= Written request =
Copy the records below word for word, starting at the line that contains "Can you tell me where the street" and continuing through the end of the records, with both the first and last lines included.

= Extracted material =
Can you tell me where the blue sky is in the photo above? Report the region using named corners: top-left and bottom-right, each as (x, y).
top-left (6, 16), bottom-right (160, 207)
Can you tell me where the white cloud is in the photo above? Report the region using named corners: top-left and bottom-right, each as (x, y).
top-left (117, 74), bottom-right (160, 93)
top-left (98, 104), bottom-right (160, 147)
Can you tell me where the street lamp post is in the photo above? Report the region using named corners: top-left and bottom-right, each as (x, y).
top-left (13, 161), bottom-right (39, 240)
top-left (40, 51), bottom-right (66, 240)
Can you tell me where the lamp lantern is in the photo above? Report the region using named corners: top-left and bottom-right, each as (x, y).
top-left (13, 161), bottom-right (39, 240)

= Full response =
Can you tell me where the street lamp post is in the photo above? Report the region using named corners: top-left and bottom-right, each as (x, y).
top-left (13, 161), bottom-right (39, 240)
top-left (40, 51), bottom-right (66, 240)
Can you tell me where the lamp lantern is in the photo above? Report the region using named corners: top-left and bottom-right, each as (x, y).
top-left (13, 161), bottom-right (39, 240)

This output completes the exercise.